- [REQUIREMENT 1]
Retype the stretch from "Most CVD systems" through "low pressure reactor." in the film deposition article below.

- [QUOTED PASSAGE]
>> start

Elsevier

Acta Materialia

Volume 49, Issue 4, 23 February 2001, Pages 583-588
Acta Materialia

Kinetic model of low pressure film deposition from single precursor vapor in a well-mixed, cold-wall reactor

https://doi.org/10.1016/S1359-6454(00)00356-6Get rights and content

Abstract

A phenomenological model was derived to describe the deposition kinetics of oxide film growth from thermally activated decomposition of vapor precursor on a heated surface at low pressure. A Langmuir derivation of mass balance on the growing film surface with surface saturation condition was used to model the deposition. Growth rate of solid oxide film was modeled as a function of molecular arrival rate, adsorption rate, and surface reaction rate. The model was applied to a novel metalorganic chemical vapor deposition process (Pulsed-MOCVD). The process features precisely controlled pulsed injection of precursor solution with ultrasonic atomization to deliver the precursor vapor to the reactor with no carrier gas. Growth behavior was predicted for an experimental investigation in which a dilute solution of Ti(OPr)4 (isopropoxide) in toluene was used as the liquid precursor for TiO2 rutile film on nickel substrate.

Introduction

Most CVD systems which have been modeled are either high pressure, diffusion controlled processes [1], [2], [3] or low pressure kinetic controlled processes [4], [5], [6], [7]. The unique precursor delivery system employed in the Pulsed-MOCVD process results in reactor conditions which fluctuate between molecular flow and viscous flow within a 10 s time period. We used the Langmuir analysis of surface adsorption coupled with reaction kinetics to derive a phenomenological model of film growth encompassing both control regimes. The model was developed for single component, heterogeneous, thermally activated reactions in a low pressure reactor.

The motivation for this work is the patented Pulsed-MOCVD process [8] which operates in a manner fundamentally different from typical CVD [9]. Figure 1 schematically illustrates the experimental Pulsed-MOCVD system. The typical CVD carrier gas and bubbler delivery system is replaced with pulsed liquid delivery and ultrasonic atomization. Each pulse cycle delivers an exact amount of liquid precursor solution to the reactor through the ultrasonic nozzle. Precise control of injection rate is achieved without a liquid pump or mass flow controllers by using a computer to alternately actuate the solenoid valves B and C. The volume of precursor solution in tube length L is delivered to the ultrasonic nozzle at the desired pulse interval [10], [11]. The injection rate of precursor to the reactor is further controlled by adjusting the concentration of metal alkoxide in the solution. Solutions of a high volatility solvent, i.e. toluene, and up to 20% volume of precursor were used.

The Knudsen number ranges between 0.001 and 0.15 during each pulse, and the time constant for steady flow is typically less than 2 s at the end of each 10 s pulse cycle. These conditions make modeling by ordinary viscous flow analysis quite problematic. Our approach is to model the flow through the vertical reactor as well-mixed plug flow. At the beginning of each pulse, the precursor evaporates instantaneously, filling the reactor with a homogeneous mixture of vapor. As the reactor is pumped back down during the rest of the pulse, it is assumed that the vapor in the reactor remains well-mixed, that is, that no precursor concentration gradients develop. Since most of the film deposition occurs in the first few seconds of each pulse when the precursor partial pressure is highest, the assumption of a well-mixed vapor should be reasonably accurate. The significant processing parameters are substrate surface temperature, Ts, reactor total pressure which is a function of time through each pulse, P(t), and precursor solution molar concentration, cmo. The reaction activation energy, EA, and the adsorption energy, Q, are determined by the precursor chemistry.

>> end

- [REQUIREMENT 2]
Pull out each line of the rows below that contains the string "beige".

- [DATASET EXTRACT]

>> start

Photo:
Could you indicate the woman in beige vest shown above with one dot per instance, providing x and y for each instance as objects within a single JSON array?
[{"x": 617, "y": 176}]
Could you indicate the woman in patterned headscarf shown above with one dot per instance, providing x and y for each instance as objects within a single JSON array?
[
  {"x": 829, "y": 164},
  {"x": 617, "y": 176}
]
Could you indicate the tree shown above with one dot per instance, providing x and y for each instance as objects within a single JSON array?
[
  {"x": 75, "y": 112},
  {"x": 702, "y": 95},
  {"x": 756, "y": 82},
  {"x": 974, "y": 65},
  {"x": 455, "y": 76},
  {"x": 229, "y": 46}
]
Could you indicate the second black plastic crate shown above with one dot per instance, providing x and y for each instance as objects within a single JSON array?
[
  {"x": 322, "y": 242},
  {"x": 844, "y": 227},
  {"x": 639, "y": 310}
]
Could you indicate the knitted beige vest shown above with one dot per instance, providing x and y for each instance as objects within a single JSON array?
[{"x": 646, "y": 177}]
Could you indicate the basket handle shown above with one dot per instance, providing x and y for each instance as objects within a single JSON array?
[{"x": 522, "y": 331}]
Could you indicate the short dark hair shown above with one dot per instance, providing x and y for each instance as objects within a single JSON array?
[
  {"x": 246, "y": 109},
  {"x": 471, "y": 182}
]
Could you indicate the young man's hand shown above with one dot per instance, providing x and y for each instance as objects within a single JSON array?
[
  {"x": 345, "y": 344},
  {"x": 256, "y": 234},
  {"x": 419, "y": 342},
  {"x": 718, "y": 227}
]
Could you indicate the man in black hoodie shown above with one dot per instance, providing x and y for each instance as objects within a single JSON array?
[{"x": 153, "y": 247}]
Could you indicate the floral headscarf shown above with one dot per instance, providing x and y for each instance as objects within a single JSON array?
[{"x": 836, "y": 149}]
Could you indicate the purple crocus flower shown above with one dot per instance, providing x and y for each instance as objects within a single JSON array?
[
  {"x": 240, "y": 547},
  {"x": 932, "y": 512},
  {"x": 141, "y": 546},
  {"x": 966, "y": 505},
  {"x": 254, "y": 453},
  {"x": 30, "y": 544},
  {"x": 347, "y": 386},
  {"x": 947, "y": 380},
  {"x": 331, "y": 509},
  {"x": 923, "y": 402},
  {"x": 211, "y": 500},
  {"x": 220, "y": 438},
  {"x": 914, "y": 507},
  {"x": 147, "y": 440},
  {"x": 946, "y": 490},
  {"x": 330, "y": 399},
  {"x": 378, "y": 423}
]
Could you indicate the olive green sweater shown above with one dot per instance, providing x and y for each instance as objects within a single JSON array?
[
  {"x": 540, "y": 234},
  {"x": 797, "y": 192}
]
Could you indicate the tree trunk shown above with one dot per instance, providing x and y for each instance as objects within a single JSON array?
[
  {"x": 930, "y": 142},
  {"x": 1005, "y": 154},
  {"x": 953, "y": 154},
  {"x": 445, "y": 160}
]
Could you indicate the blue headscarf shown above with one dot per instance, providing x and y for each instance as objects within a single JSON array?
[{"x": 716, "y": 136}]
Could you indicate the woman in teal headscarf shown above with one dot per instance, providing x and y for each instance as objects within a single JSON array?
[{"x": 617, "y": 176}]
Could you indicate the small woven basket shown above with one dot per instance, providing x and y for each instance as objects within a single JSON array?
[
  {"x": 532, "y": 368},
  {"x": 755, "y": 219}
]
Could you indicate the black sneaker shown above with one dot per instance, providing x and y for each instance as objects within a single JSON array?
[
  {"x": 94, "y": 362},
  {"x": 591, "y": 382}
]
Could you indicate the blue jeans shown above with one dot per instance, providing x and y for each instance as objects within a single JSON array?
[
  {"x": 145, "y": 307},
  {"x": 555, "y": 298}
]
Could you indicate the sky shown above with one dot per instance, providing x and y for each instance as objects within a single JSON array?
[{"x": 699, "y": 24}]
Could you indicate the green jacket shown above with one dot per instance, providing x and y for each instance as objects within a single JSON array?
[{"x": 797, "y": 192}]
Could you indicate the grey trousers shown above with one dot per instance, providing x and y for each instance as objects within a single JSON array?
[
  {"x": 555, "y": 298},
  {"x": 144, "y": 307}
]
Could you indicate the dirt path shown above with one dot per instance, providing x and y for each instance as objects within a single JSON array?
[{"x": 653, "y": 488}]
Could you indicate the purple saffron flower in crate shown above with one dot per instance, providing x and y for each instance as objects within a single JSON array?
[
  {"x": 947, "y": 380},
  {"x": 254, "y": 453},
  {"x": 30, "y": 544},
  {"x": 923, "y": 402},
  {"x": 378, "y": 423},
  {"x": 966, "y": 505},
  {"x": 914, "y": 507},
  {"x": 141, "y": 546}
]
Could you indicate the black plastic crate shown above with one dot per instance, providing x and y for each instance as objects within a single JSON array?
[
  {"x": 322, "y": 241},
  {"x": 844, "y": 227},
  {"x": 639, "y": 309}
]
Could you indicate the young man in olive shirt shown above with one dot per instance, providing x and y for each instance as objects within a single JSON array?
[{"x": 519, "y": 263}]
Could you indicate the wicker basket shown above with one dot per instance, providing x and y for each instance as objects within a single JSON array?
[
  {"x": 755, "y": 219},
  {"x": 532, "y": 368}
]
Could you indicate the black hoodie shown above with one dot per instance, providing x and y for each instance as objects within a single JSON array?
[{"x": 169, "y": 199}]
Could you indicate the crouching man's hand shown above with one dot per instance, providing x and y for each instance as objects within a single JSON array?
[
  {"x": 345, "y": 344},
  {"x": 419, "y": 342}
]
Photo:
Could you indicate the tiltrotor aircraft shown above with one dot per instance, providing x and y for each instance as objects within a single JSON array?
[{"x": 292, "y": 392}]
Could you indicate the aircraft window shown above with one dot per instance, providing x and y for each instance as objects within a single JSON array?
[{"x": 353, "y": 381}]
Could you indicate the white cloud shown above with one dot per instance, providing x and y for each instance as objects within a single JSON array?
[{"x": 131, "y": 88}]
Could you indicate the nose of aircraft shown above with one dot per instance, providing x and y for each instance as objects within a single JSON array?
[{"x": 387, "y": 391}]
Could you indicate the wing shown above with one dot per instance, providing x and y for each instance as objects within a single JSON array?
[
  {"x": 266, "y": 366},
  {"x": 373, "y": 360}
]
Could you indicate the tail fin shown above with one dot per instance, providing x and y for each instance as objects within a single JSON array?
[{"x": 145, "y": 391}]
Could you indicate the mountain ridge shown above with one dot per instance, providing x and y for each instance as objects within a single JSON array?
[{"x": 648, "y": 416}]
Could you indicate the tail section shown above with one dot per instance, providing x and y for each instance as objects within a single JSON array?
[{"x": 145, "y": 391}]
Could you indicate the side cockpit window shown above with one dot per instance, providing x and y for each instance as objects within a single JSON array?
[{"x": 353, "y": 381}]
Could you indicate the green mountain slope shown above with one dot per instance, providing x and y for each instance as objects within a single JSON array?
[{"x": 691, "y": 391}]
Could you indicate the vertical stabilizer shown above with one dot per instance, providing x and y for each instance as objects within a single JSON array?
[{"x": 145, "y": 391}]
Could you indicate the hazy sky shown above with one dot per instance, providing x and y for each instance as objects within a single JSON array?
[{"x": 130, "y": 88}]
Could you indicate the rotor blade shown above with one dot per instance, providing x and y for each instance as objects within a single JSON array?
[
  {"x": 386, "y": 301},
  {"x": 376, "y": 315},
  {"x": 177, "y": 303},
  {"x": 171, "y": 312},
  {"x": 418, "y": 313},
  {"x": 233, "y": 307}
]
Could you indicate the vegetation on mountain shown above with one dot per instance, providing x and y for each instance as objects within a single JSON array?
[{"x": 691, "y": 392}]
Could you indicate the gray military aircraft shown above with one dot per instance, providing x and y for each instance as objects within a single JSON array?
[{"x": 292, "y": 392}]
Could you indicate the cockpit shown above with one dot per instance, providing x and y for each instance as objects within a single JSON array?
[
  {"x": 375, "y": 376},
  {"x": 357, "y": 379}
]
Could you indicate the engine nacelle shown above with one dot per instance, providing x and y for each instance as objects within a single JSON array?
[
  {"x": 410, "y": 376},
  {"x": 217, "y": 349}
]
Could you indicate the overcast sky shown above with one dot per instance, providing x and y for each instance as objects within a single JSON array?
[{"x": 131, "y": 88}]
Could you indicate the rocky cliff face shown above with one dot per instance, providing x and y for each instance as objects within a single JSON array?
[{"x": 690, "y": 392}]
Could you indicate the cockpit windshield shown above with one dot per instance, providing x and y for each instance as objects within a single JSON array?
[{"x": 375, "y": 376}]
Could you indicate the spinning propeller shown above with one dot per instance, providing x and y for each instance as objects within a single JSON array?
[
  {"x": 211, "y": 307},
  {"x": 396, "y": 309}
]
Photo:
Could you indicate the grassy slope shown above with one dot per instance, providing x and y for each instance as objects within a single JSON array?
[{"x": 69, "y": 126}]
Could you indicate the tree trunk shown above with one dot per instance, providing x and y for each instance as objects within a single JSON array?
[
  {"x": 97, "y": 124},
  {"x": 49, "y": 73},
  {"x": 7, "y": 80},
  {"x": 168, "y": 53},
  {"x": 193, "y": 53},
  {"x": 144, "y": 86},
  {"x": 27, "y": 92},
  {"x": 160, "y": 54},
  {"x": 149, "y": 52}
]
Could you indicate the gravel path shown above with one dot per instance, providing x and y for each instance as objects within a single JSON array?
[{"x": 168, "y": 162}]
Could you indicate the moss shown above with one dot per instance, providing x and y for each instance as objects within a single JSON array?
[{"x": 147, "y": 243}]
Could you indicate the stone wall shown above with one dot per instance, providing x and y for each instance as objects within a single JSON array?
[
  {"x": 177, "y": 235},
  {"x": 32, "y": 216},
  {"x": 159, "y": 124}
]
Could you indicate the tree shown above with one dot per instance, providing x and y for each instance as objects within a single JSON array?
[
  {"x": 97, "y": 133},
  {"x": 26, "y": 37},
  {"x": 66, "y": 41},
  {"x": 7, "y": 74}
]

>> end

- [REPLY 1]
Most CVD systems which have been modeled are either high pressure, diffusion controlled processes [1], [2], [3] or low pressure kinetic controlled processes [4], [5], [6], [7]. The unique precursor delivery system employed in the Pulsed-MOCVD process results in reactor conditions which fluctuate between molecular flow and viscous flow within a 10 s time period. We used the Langmuir analysis of surface adsorption coupled with reaction kinetics to derive a phenomenological model of film growth encompassing both control regimes. The model was developed for single component, heterogeneous, thermally activated reactions in a low pressure reactor.

- [REPLY 2]
Could you indicate the woman in beige vest shown above with one dot per instance, providing x and y for each instance as objects within a single JSON array?
Could you indicate the knitted beige vest shown above with one dot per instance, providing x and y for each instance as objects within a single JSON array?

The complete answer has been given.